#### [Objective]
Starting at the line that holds "Guideline: the keypoint", quote every line through the end of the records, both boundary lines included. Omit the pictures.

#### [Data for this task]
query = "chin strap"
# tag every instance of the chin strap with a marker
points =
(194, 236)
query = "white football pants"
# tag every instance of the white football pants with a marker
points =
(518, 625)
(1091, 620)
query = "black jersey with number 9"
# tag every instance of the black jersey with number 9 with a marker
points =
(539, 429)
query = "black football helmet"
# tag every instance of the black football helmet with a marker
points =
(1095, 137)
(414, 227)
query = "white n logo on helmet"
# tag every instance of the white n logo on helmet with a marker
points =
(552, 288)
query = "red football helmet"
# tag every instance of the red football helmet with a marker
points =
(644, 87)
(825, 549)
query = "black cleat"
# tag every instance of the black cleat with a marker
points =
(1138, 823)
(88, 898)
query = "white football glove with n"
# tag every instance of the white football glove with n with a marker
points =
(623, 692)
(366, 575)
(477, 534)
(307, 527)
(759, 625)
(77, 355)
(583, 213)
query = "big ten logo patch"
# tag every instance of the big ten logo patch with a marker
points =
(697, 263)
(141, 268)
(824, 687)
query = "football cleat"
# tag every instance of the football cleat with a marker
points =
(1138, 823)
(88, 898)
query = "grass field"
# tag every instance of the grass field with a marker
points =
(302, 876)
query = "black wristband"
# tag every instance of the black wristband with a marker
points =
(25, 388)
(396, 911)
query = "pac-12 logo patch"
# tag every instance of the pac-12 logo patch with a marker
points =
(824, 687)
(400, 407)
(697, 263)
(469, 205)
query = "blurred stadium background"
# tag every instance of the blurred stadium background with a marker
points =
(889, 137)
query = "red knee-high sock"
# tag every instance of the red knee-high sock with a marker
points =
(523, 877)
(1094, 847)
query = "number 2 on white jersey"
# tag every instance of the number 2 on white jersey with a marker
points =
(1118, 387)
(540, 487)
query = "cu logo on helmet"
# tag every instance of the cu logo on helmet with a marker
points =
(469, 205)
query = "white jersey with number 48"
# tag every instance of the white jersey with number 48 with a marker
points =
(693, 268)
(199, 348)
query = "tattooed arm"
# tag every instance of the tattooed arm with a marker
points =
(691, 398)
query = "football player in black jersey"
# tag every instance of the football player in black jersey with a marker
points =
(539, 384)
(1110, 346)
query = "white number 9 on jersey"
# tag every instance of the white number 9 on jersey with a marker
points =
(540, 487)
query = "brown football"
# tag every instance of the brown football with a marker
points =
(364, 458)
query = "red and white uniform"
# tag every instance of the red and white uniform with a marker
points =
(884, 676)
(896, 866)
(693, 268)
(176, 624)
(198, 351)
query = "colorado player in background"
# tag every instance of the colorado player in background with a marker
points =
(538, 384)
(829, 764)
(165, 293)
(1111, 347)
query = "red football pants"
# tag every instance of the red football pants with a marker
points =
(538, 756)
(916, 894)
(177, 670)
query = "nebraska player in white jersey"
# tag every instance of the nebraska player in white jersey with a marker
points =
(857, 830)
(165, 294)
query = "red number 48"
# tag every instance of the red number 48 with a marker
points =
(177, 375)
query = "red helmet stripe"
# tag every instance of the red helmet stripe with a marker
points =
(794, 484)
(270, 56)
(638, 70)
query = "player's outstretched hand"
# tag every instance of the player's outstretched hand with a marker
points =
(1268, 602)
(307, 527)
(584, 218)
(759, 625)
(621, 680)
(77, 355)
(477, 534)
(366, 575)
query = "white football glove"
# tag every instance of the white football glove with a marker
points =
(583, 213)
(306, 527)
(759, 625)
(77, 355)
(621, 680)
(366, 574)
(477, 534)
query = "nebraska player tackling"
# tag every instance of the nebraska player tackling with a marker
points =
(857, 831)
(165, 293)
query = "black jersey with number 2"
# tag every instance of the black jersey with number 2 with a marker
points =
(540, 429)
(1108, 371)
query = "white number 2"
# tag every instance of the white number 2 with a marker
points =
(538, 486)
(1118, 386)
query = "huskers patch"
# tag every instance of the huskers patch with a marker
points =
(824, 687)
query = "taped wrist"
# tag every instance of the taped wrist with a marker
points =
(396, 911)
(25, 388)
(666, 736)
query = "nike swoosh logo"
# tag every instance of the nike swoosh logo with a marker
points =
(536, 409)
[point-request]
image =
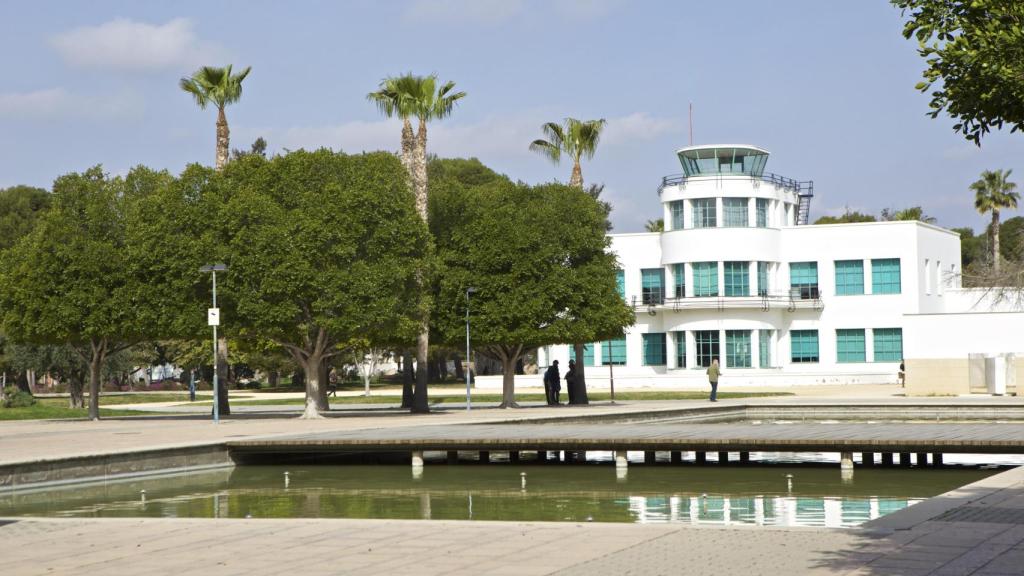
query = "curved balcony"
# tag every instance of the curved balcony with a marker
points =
(796, 298)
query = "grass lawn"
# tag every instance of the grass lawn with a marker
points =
(596, 397)
(49, 408)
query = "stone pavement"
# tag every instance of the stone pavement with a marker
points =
(978, 529)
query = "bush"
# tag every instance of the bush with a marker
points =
(14, 397)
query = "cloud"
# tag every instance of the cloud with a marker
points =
(463, 11)
(496, 136)
(129, 45)
(57, 103)
(639, 126)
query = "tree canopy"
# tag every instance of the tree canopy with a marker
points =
(538, 259)
(974, 52)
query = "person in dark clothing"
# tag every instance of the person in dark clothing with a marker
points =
(552, 383)
(570, 380)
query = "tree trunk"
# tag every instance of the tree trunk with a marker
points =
(311, 366)
(995, 242)
(577, 178)
(223, 406)
(419, 165)
(579, 395)
(408, 376)
(460, 374)
(223, 138)
(75, 389)
(95, 373)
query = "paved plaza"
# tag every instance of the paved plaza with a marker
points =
(978, 529)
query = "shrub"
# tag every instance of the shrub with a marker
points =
(14, 397)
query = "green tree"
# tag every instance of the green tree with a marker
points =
(994, 192)
(974, 51)
(20, 207)
(323, 248)
(219, 87)
(71, 280)
(846, 217)
(576, 138)
(410, 96)
(532, 277)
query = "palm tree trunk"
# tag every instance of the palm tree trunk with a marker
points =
(419, 173)
(577, 178)
(223, 138)
(995, 241)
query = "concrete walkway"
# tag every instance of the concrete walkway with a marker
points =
(978, 529)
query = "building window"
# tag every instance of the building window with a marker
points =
(762, 279)
(804, 280)
(734, 211)
(804, 345)
(680, 338)
(676, 208)
(704, 213)
(613, 352)
(705, 279)
(652, 285)
(679, 280)
(849, 278)
(762, 212)
(588, 354)
(850, 345)
(737, 348)
(708, 347)
(885, 276)
(764, 346)
(653, 350)
(888, 344)
(737, 279)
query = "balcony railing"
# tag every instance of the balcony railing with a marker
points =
(796, 298)
(801, 188)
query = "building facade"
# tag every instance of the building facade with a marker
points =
(739, 276)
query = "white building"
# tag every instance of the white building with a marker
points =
(738, 275)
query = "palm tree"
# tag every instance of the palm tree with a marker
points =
(992, 193)
(220, 87)
(654, 225)
(576, 138)
(411, 96)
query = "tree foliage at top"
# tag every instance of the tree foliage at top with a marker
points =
(322, 249)
(538, 258)
(974, 52)
(20, 207)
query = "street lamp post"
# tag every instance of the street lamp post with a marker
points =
(469, 367)
(213, 319)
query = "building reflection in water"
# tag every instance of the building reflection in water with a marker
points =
(763, 510)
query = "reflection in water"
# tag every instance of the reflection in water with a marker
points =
(684, 494)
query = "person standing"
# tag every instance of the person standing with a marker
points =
(714, 372)
(552, 383)
(570, 380)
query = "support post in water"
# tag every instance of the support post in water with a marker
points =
(846, 460)
(621, 460)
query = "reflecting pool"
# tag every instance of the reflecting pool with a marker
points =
(775, 495)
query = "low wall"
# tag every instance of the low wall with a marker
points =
(102, 467)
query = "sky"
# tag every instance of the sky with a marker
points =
(826, 86)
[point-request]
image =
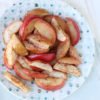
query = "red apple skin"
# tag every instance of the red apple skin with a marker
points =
(76, 36)
(23, 32)
(60, 21)
(36, 69)
(45, 57)
(5, 61)
(34, 74)
(50, 34)
(19, 71)
(49, 87)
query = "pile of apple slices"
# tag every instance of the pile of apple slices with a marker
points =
(41, 47)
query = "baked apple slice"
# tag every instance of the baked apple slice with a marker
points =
(27, 27)
(46, 30)
(60, 21)
(63, 48)
(56, 74)
(61, 35)
(10, 30)
(23, 62)
(34, 74)
(18, 46)
(37, 12)
(69, 60)
(42, 65)
(10, 55)
(74, 31)
(45, 57)
(66, 68)
(50, 83)
(19, 71)
(17, 82)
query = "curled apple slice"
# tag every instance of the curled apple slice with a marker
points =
(23, 62)
(10, 30)
(56, 74)
(34, 74)
(63, 48)
(38, 12)
(10, 55)
(69, 60)
(66, 68)
(74, 31)
(42, 65)
(60, 21)
(73, 52)
(17, 82)
(19, 71)
(50, 83)
(45, 57)
(46, 30)
(61, 35)
(18, 46)
(27, 27)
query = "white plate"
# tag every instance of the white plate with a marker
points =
(85, 47)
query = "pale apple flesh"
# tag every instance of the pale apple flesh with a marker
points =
(50, 83)
(13, 28)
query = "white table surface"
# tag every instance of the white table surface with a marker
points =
(91, 88)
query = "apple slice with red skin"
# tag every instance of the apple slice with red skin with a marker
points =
(66, 68)
(10, 55)
(63, 48)
(45, 57)
(46, 30)
(42, 65)
(60, 21)
(12, 28)
(34, 74)
(74, 31)
(19, 71)
(69, 60)
(5, 61)
(56, 74)
(50, 83)
(27, 27)
(61, 35)
(18, 46)
(36, 12)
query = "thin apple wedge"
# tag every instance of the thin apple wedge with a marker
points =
(34, 74)
(50, 83)
(56, 74)
(36, 12)
(27, 27)
(23, 62)
(10, 55)
(73, 70)
(19, 71)
(42, 65)
(17, 82)
(63, 48)
(66, 68)
(61, 35)
(60, 67)
(74, 31)
(13, 28)
(73, 52)
(18, 46)
(69, 60)
(60, 21)
(46, 30)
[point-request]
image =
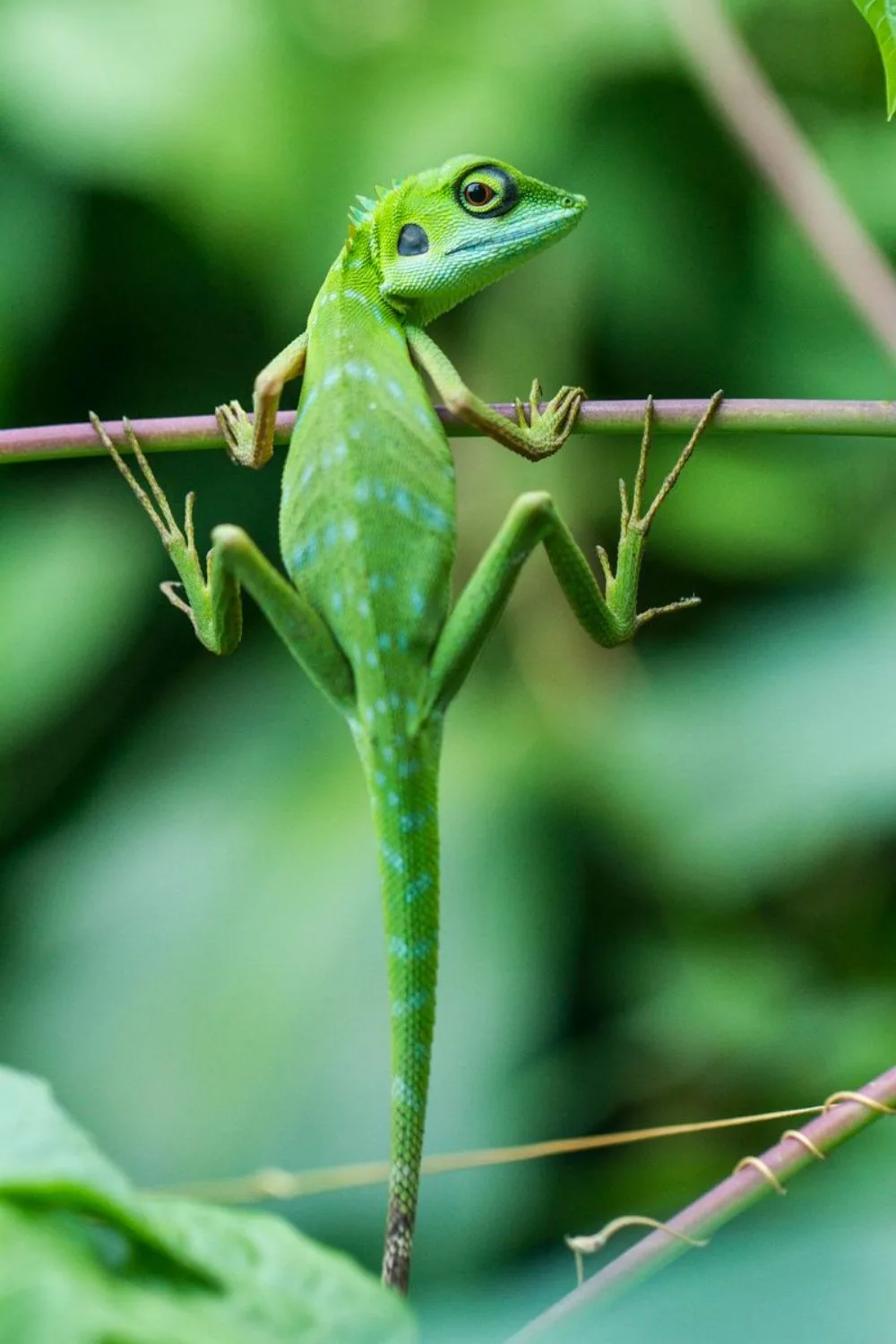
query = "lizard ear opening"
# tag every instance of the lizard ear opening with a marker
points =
(413, 241)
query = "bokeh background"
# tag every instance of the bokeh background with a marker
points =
(668, 870)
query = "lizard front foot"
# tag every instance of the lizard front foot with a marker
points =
(547, 430)
(635, 521)
(217, 624)
(238, 432)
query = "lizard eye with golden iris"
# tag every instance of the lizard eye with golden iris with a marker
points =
(478, 194)
(487, 190)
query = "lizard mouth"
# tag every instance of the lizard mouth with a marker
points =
(554, 225)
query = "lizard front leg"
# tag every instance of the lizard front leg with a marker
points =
(252, 443)
(211, 599)
(547, 430)
(610, 617)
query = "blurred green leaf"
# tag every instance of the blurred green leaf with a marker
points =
(220, 1279)
(882, 19)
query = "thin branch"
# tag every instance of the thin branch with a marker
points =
(759, 120)
(274, 1183)
(739, 416)
(726, 1201)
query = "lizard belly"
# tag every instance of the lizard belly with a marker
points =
(367, 530)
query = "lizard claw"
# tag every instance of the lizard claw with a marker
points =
(237, 429)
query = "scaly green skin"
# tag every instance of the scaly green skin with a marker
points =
(368, 537)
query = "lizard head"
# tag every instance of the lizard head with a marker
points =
(443, 236)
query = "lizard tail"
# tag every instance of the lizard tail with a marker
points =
(405, 793)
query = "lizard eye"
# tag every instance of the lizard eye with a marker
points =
(487, 191)
(478, 194)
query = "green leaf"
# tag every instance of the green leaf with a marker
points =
(882, 16)
(150, 1271)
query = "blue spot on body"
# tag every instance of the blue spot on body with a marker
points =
(392, 857)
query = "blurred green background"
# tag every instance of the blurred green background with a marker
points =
(668, 871)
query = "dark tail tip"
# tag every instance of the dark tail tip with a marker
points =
(397, 1257)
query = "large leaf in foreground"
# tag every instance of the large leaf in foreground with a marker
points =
(882, 16)
(86, 1258)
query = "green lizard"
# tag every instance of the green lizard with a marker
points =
(368, 535)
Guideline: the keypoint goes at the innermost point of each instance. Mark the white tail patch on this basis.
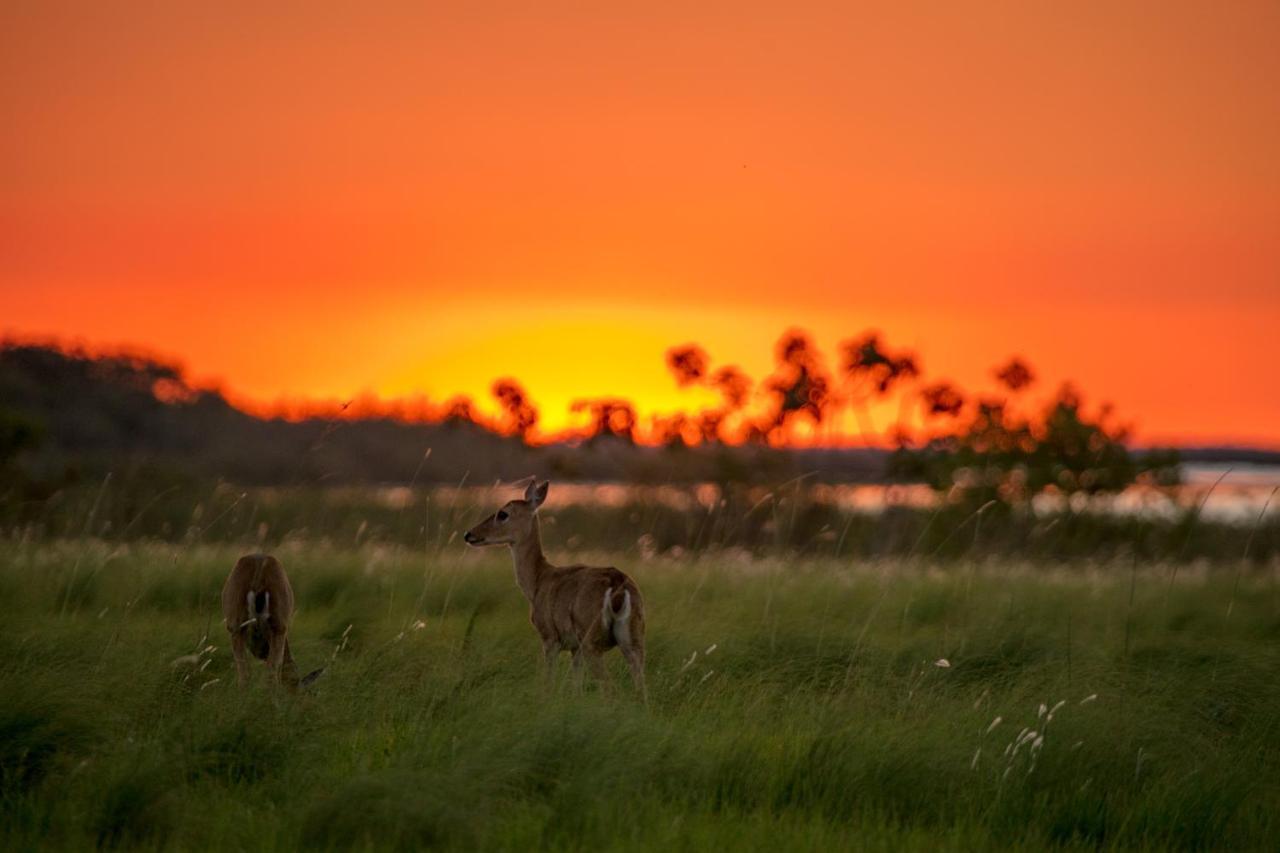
(256, 615)
(618, 623)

#### [Response for this exercise]
Guideline: the keypoint goes at the innermost point of each instance. Mark the white tail patch on this basis.
(256, 615)
(618, 623)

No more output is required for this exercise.